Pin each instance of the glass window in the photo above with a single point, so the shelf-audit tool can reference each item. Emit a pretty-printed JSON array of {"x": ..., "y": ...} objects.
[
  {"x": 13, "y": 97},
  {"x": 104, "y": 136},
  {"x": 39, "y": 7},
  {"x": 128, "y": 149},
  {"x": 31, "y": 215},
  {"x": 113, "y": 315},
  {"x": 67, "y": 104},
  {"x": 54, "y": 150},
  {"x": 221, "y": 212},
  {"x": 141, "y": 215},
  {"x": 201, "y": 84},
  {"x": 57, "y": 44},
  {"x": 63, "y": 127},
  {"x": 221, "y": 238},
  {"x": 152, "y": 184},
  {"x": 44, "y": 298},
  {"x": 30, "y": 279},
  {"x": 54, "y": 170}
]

◆ ◆ ◆

TASK DETAILS: Rewrite the rows above with "glass window" replaced by "shop window" and every other part left unchanged.

THE RESULT:
Pin each instance of the shop window in the photo above with a single point, so the shelf-audit tool can reference each item. Emit a pretty-printed JSON array of {"x": ..., "y": ...} objects.
[
  {"x": 13, "y": 97},
  {"x": 104, "y": 136},
  {"x": 39, "y": 7},
  {"x": 128, "y": 149},
  {"x": 31, "y": 215},
  {"x": 113, "y": 315},
  {"x": 67, "y": 104},
  {"x": 54, "y": 150},
  {"x": 221, "y": 212},
  {"x": 141, "y": 215},
  {"x": 201, "y": 84},
  {"x": 57, "y": 44},
  {"x": 63, "y": 127},
  {"x": 221, "y": 238},
  {"x": 152, "y": 184},
  {"x": 44, "y": 298},
  {"x": 30, "y": 279},
  {"x": 54, "y": 170}
]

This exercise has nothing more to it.